[EXTRACT PROVIDED]
■ ■ ■ ■

There is no getting over the downturn in Brazil's mining industry. Rising inflation, falling GDP, a weakening currency, infrastructure challenges, a major resource scandal; you name it, Brazil has experienced it.
Its fortunes are best seen through the lens of national mega-miner miner, Vale, which accounts for around 70% of the total revenues in Brazil's mining sector. In the three months to the end of March Vale recorded a net loss of US$3.1 billion. This was a turnaround from the net profit of $2.5 billion it posted in the same period a year earlier.
The price Vale received for its iron ore fell precipitously over this time – something the government cannot be held culpable for. What the state can be judged on is inflation though. During this period, Vale's interest payments and debt in US dollar terms increased substantially, contributing heavily to the loss.
While the currency depreciation in Brazil has presented opportunities in terms of merger and acquisitions (M&A), it has also dented the balance sheet of its biggest miner who holds instruments in other currencies. Despite this, Vale is still pushing forward with its iron ore development projects and spent $739 million on its 90Mt/y S11D iron ore project in the March quarter.
This example is not wholly representative. Brazil leads the stakes in niobium production and has a huge global influence on the tantalum, bauxite, iron ore and manganese spaces, but much of its copper, nickel and gold resources are still awaiting development.
Unlocking the code
An issue that would go a long way to bringing in investors to these potential developments is some certainty over the mining code.
The government first raised the possibility of revising the current mining code, which in itself is a piece of legislation from 1967 that has been amended as the years have passed, back in 2009.
Then the country was starting to surf on the waves of a commodities boom. Vale, which can be read as Brazilian iron ore producers in this context, was making money hand over fist, supplying China with massive amounts of iron ore and setting the foundations for a number of huge projects, which would satisfy what appeared to be an enormous, unquenchable appetite for the steel raw material.
Four years later a bill of law was tabled. At this point, iron ore prices were still close to their recent highs and the increased tax burdens the new code was asking for were unwanted, but potentially workable.
Unfortunately – some may read fortunately –, as has been seen throughout the Brazilian legislative space in the past few years, the ruling party deliberated over this code amid some resistance from the miners. Then, with an upcoming election in 2014, talk of making the bill law, was put on the back burner.
This continual pondering does nothing for an investment community intending to put money into long-term assets, which have tens of years of life in them.

■ ■ ■ ■

[Collected data entries]
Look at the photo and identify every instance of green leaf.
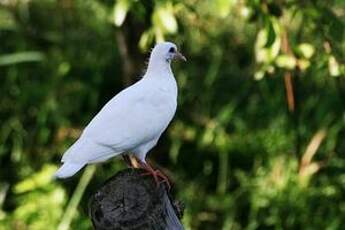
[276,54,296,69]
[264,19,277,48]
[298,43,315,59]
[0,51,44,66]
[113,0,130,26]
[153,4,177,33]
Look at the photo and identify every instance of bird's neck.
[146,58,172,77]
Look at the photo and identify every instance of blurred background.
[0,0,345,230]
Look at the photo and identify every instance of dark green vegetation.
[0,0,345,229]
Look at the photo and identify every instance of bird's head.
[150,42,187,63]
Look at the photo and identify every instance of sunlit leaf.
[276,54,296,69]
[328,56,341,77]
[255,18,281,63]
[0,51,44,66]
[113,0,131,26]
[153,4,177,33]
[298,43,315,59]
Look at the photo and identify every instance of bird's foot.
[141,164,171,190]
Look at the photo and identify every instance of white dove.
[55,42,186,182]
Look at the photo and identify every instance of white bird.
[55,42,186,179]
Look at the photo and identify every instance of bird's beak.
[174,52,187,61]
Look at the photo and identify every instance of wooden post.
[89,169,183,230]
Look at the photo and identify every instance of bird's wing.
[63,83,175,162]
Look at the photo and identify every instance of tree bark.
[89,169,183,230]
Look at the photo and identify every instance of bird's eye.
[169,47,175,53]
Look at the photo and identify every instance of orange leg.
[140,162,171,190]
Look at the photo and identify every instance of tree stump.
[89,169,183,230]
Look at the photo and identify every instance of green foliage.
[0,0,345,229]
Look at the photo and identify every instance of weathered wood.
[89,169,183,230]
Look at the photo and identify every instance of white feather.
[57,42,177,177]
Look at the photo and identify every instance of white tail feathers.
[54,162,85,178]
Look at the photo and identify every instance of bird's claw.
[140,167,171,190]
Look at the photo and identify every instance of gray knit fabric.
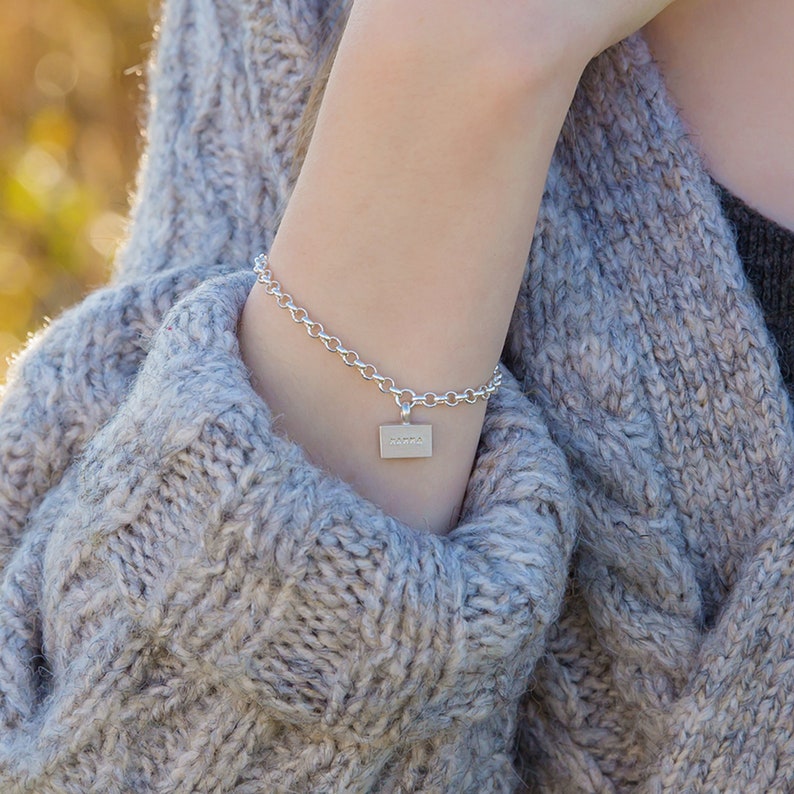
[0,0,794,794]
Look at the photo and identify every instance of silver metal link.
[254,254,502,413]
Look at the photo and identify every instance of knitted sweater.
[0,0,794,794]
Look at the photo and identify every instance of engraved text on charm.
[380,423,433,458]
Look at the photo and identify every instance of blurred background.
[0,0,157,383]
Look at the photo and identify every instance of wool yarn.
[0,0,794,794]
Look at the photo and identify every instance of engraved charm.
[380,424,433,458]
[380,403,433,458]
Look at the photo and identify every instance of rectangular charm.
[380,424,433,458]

■ ■ ■ ■

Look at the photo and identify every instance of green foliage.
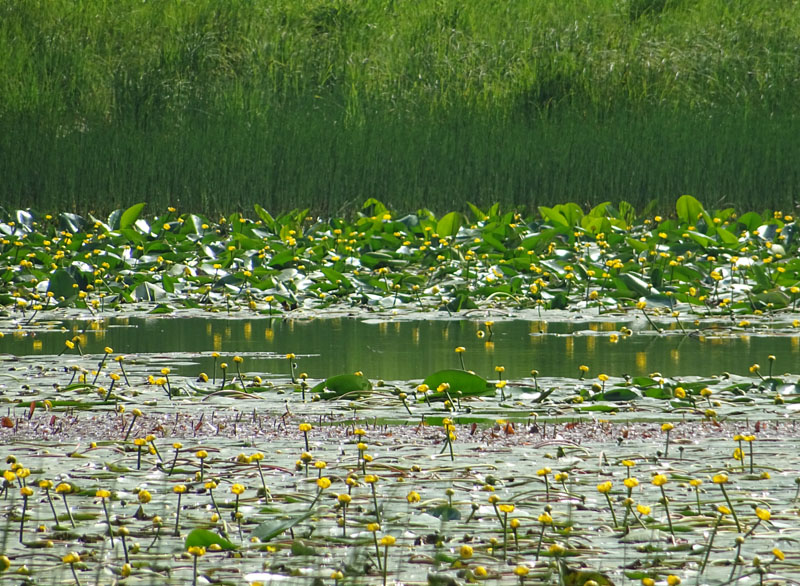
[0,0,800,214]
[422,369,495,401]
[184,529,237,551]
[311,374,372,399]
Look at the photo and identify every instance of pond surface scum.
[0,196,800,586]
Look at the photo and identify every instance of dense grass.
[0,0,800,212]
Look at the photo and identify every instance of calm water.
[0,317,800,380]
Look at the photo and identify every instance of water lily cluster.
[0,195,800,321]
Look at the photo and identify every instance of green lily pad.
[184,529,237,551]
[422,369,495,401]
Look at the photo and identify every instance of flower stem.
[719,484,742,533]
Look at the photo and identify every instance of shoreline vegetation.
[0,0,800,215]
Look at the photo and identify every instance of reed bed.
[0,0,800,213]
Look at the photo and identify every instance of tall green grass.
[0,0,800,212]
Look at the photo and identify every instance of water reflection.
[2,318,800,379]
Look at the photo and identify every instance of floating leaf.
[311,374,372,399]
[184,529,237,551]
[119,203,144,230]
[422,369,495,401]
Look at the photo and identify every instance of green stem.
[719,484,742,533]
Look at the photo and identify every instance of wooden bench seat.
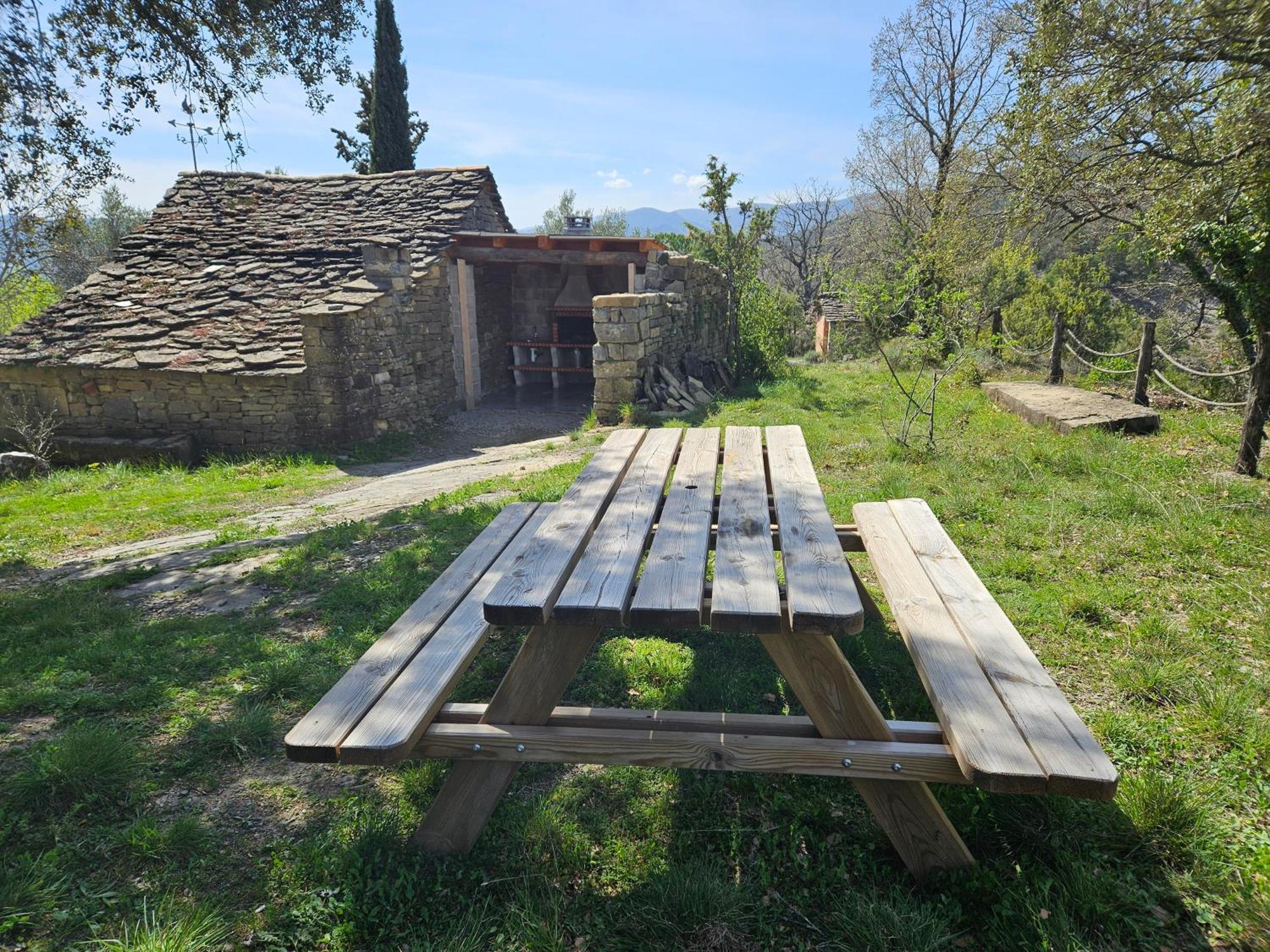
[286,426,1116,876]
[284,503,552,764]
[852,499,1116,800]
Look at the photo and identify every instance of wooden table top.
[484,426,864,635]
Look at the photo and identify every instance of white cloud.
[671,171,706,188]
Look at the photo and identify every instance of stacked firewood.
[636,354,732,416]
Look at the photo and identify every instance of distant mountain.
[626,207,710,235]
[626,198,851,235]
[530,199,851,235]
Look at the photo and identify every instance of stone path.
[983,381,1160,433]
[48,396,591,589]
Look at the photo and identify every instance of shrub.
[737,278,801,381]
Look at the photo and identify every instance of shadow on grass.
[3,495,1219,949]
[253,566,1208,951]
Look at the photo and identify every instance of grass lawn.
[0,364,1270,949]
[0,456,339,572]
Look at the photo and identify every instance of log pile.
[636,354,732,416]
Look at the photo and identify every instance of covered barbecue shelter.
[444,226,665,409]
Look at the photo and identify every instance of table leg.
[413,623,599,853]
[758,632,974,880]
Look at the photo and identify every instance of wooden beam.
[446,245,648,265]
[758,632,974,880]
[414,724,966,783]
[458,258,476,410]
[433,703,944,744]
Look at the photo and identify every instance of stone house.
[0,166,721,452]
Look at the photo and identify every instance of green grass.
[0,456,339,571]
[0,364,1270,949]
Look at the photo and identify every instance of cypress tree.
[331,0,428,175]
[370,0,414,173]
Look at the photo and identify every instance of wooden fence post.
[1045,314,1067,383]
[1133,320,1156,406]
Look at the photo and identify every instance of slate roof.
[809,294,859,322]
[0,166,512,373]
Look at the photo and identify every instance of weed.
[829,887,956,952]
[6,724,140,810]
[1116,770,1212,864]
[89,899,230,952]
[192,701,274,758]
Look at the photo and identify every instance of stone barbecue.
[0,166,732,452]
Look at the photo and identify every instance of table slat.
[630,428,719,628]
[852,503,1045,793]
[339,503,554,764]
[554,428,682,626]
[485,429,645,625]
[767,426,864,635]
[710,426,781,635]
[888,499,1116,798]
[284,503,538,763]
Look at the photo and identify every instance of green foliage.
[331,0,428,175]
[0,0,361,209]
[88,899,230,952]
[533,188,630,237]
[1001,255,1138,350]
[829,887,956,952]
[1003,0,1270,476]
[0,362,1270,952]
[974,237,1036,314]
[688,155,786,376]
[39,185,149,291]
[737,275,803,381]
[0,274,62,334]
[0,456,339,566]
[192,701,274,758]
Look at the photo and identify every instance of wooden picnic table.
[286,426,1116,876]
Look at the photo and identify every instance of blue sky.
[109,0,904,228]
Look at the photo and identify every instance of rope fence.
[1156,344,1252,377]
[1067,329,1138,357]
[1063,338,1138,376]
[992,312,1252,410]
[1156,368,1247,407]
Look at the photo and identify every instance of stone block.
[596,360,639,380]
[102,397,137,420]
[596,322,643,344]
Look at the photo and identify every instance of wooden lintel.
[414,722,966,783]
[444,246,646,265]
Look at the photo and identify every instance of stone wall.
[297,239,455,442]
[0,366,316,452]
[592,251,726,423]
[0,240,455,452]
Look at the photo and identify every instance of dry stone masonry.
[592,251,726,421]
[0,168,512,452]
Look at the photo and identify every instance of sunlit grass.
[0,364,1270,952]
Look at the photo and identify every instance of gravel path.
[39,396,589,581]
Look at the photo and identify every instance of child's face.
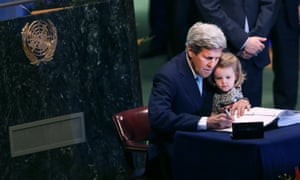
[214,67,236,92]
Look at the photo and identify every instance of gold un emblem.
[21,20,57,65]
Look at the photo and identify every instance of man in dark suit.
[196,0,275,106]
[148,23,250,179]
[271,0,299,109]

■ ■ ■ ■

[INSTRUCTIONS TO FOLLOW] Reproduce the passage of the article on Brazil's mining downturn between "This example is" and "the mining code.", inclusive, swapping "investors" for "financiers".

[ANSWER TO THE EXERCISE]
This example is not wholly representative. Brazil leads the stakes in niobium production and has a huge global influence on the tantalum, bauxite, iron ore and manganese spaces, but much of its copper, nickel and gold resources are still awaiting development.
Unlocking the code
An issue that would go a long way to bringing in financiers to these potential developments is some certainty over the mining code.